Given passage below:
My initial mode of escape showed up as perfectionism. Growing up, my grades and behavior were as pristine as they could possibly be. I was the quintessential ‘good girl,’ determined to be the child every parent was proud of and the student every teacher wanted in her class. It was my way of compensating for the fact that I was seemingly ‘different.’
‘If I can be what everyone wants me to be, then they will have no choice but to love me!’ I thought as I projected my self-rejection onto others at this early age.
Throughout my grade school and middle school years, I was tormented by fear and paralyzed by anxious thoughts. I carried enormous amounts of shame over being human, and my inability to achieve true perfection. Furthermore, I was by far the tallest girl in my class. I towered over most of the kids. In every school picture, I was in the back row with all the boys. This aspect of my physicality added fuel to ‘the way I was made must be wrong’ belief that ferociously burned a fire within me.
One day, at the beginning of my eighth-grade year, my desire to disappear took an ugly turn. My best friend was on a diet at the time, and I had become increasingly curious about trying it. So, while eating lunch, I gave my Little Debbie dessert away, and from that moment nothing was ever the same. I very quickly discovered, the less and less I ate, the more my BIG, intense feelings and incessant thoughts went away. It was a lot easier to feel hunger than it was to feel shame. And so, I became transfixed with the scale. In my little distorted brain, starvation was the perfect way to escape myself. My disappearing act was officially in full swing.
‘You’re not leaving this table until you finish what is on your plate! Do you hear me?’ My parents begged, pleaded, and demanded me to eat. But my disease was much bigger than they were. After every possible attempt to intercept my destructive behavior had been exhausted, at 5’11” and 86 pounds, I was admitted to an inpatient eating disorder unit at a hospital away from my school, my family, my friends — everything I knew as home.
End of Given passage.
Data under study below:
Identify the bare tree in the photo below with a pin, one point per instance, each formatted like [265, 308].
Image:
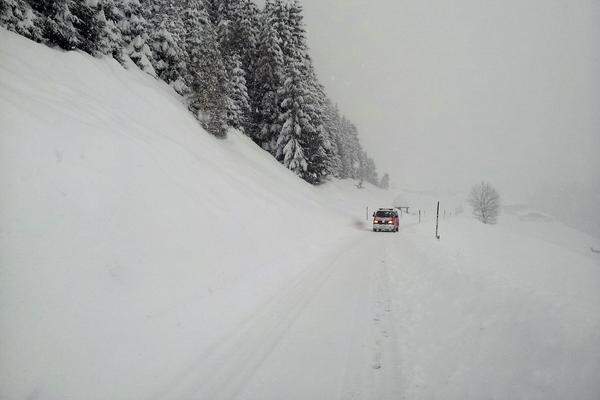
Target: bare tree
[485, 202]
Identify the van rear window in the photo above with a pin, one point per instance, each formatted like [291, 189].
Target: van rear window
[385, 214]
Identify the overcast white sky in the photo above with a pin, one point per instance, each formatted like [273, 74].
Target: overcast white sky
[446, 93]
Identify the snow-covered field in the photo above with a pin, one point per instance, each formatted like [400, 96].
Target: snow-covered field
[140, 258]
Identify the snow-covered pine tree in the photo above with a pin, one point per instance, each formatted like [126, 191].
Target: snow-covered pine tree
[57, 22]
[165, 41]
[235, 23]
[296, 127]
[331, 121]
[17, 16]
[268, 78]
[207, 76]
[385, 181]
[134, 30]
[239, 107]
End of Data under study.
• Required tasks:
a. Transcribe the memoir excerpt from "Throughout my grade" up to and including "fire within me.".
b. According to the memoir excerpt, why did the narrator keep eating less and less?
The entries are not needed for any of this.

• Results of the exercise:
a.
Throughout my grade school and middle school years, I was tormented by fear and paralyzed by anxious thoughts. I carried enormous amounts of shame over being human, and my inability to achieve true perfection. Furthermore, I was by far the tallest girl in my class. I towered over most of the kids. In every school picture, I was in the back row with all the boys. This aspect of my physicality added fuel to ‘the way I was made must be wrong’ belief that ferociously burned a fire within me.

b. The narrator discovered that eating less made the big, intense feelings and incessant thoughts go away, since feeling hunger was a lot easier than feeling shame. Starvation seemed the perfect way to escape the self.